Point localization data
---*---

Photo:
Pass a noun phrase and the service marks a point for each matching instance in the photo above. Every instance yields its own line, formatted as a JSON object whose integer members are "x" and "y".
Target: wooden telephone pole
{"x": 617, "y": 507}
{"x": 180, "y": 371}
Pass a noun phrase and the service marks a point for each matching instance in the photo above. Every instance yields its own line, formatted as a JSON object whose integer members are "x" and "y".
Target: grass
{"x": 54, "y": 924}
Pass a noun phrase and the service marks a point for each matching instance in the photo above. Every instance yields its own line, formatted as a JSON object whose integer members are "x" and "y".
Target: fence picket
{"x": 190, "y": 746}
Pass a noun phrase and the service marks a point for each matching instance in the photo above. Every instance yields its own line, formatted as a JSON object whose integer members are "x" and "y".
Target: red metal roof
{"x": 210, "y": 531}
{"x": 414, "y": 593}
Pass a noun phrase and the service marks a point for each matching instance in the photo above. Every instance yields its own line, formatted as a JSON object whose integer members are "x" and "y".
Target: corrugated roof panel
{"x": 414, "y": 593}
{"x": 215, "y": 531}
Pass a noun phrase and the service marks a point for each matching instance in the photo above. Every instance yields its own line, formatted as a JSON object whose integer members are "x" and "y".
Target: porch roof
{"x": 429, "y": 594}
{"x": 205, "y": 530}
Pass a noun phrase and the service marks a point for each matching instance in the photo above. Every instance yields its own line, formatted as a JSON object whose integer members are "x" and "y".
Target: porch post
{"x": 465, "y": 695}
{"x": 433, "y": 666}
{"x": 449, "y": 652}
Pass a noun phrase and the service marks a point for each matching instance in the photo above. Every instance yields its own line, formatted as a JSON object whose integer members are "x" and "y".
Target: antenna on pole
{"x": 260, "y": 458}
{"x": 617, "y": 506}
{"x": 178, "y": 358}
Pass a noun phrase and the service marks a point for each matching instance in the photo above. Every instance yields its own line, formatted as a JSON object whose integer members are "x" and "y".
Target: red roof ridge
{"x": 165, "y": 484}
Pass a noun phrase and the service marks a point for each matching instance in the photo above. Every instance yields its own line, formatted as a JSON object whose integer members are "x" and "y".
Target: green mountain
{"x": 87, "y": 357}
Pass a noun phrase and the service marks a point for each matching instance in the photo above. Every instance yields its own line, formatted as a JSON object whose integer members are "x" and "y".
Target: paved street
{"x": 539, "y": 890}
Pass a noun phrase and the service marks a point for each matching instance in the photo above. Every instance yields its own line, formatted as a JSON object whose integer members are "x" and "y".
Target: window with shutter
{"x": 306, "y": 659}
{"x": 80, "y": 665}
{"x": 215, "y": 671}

---*---

• PROBLEM TO SOLVE: Could you output all of the records above exactly as given?

• EXERCISE ANSWER:
Photo:
Pass a noun phrase and the service marks a point for each matching instance in the photo above. Every instance yields its own line, formatted as a JSON object whose integer members are "x" and "y".
Target: wooden telephone pole
{"x": 617, "y": 507}
{"x": 180, "y": 371}
Pass a noun phrase and the service marks a point for each matching instance in the photo above. Every instance yields its own line, formatted as a JSON object whose integer members are "x" and "y".
Target: grass
{"x": 54, "y": 924}
Pass a noun phrase and the service marks a point for each matching instance in the photo above. Every instance yields its own line, formatted as a JSON object whose integer members are "x" and "y".
Target: fence picket
{"x": 190, "y": 746}
Pass a noun phrase and the service marks a point for each matching instance in the photo above. Every instance yields its own line, formatted as a JSON object whose integer members are "x" and "y".
Target: red metal roof
{"x": 210, "y": 531}
{"x": 414, "y": 593}
Pass a noun phrase and the service marks a point for each matching instance in the photo above. Every instance yields its own line, formatted as a JSON object whose integer members are "x" and "y".
Target: corrugated roof panel
{"x": 414, "y": 593}
{"x": 215, "y": 531}
Pass a noun phrase and the service marks a point for each matching instance in the photo above. Every instance yields its own line, formatted as a JSON object whose integer members are "x" and "y".
Target: porch roof
{"x": 429, "y": 594}
{"x": 205, "y": 530}
Pass a noun phrase and the service marks a point for each matching instance in the photo above. Every instance yields its own line, formatted as a JSON object whose integer members are "x" and "y".
Target: porch post
{"x": 465, "y": 695}
{"x": 433, "y": 666}
{"x": 449, "y": 652}
Pass a noun phrase and the service marks a point for each matching instance in the photo above. Every instance yields its own line, formatted as a JSON object whose integer members are "x" and "y".
Target: antenna on pole
{"x": 260, "y": 458}
{"x": 617, "y": 506}
{"x": 178, "y": 358}
Pass a noun phrase and the service marks a point for each matching instance in the photo above. Every instance yields its own line, formatted as a JSON object whose integer members are "x" and "y".
Target: red roof ridge
{"x": 165, "y": 484}
Pass a noun phrase and the service marks a point for each matching instance in the photo above. Every instance yields its own line, formatted as a JSON object whose integer members are "x" and "y".
Target: green mountain
{"x": 87, "y": 357}
Pass a noun phrase and the service marks a point for each matching instance in the photo above. Every instance yields its own line, formatted as a JSON object whose integer members are "x" and "y".
Target: paved street
{"x": 539, "y": 890}
Pass a noun phrase and the service marks a point for each matching instance in the photo above. Every instance yields its own line, formatted as a JSON object whose integer members are "x" and "y".
Target: window with shutter
{"x": 306, "y": 659}
{"x": 80, "y": 665}
{"x": 215, "y": 671}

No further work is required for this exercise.